- **SHORT PROBLEM**: Copy out the lines below, substituting "annotator" for every occurrence of "pointer" and keeping everything else the same.

- **DATA TO USE**:
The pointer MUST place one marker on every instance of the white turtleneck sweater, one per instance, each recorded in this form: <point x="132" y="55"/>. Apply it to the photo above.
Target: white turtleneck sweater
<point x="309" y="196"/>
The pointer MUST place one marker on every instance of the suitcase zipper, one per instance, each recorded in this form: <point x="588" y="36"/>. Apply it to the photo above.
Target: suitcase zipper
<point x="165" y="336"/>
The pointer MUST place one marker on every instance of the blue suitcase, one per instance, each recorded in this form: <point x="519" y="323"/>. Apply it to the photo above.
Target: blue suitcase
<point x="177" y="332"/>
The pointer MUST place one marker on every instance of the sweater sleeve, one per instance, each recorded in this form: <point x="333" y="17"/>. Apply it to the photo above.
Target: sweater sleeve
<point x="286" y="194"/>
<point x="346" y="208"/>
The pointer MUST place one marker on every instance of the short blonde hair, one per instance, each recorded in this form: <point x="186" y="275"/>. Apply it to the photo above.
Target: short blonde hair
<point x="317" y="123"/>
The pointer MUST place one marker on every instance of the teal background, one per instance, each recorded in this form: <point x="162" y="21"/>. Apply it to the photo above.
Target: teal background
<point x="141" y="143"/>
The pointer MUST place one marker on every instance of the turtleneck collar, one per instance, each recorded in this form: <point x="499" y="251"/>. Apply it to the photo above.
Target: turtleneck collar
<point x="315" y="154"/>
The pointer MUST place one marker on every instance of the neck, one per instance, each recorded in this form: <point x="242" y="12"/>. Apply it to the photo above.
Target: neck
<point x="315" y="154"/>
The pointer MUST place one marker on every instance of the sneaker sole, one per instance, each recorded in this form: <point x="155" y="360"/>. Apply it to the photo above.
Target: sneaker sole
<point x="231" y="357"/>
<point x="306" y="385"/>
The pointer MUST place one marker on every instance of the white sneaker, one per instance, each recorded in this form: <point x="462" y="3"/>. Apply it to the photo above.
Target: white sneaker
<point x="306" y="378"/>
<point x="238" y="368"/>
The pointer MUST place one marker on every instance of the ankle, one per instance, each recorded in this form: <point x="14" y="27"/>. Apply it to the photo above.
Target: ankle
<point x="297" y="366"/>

- **RESULT OF THIS TASK**:
The annotator MUST place one marker on every instance of the white turtleneck sweater, one per instance, each recorded in this form: <point x="132" y="55"/>. Apply it to the photo above.
Target: white turtleneck sweater
<point x="309" y="196"/>
The annotator MUST place one marker on every instance of the suitcase zipper, one per instance, each recorded in this form: <point x="588" y="36"/>. Apply it to the photo above.
Target: suitcase zipper
<point x="165" y="336"/>
The annotator MUST place one marker on every instance of the blue suitcase, one per instance, each recorded in this form: <point x="519" y="323"/>. Apply it to the photo above.
Target: blue suitcase
<point x="177" y="332"/>
The annotator MUST place one marker on every instance of the sweater sleeve, one per instance, each recorded in this form: <point x="333" y="17"/>. Apply it to the photo above.
Target: sweater sleeve
<point x="286" y="194"/>
<point x="346" y="208"/>
The annotator MUST place one marker on every instance of the short blonde hair, one per instance, each recorded in this form: <point x="186" y="275"/>. Apply it to the photo above.
Target: short blonde hair
<point x="317" y="123"/>
The annotator MUST place one marker on every instance of the teal background, one per instance, each recorded in this form: <point x="162" y="21"/>. Apply it to the photo above.
Target: teal background
<point x="141" y="143"/>
The annotator MUST place one marker on every instance of the turtleneck collar, one per instance, each recorded in this form: <point x="499" y="251"/>. Apply it to the photo above.
Target: turtleneck collar
<point x="315" y="154"/>
The annotator MUST place one marker on every instance of the neck, one per instance, each recorded in this form: <point x="242" y="12"/>. Apply it to the photo above.
Target: neck
<point x="315" y="154"/>
The annotator MUST place one marker on every instance of the sneaker sole, one per instance, each recorded in this form: <point x="155" y="360"/>. Apply it to the photo above.
Target: sneaker sole
<point x="231" y="357"/>
<point x="306" y="385"/>
The annotator MUST place one marker on every instance of the white sneaker, one per instance, each recorded in this form: <point x="462" y="3"/>. Apply it to the photo above.
Target: white sneaker
<point x="306" y="378"/>
<point x="238" y="368"/>
The annotator MUST place one marker on every instance of the ankle, one per instance, each recorded in this form: <point x="14" y="27"/>. Apply it to the photo above.
Target: ankle
<point x="297" y="366"/>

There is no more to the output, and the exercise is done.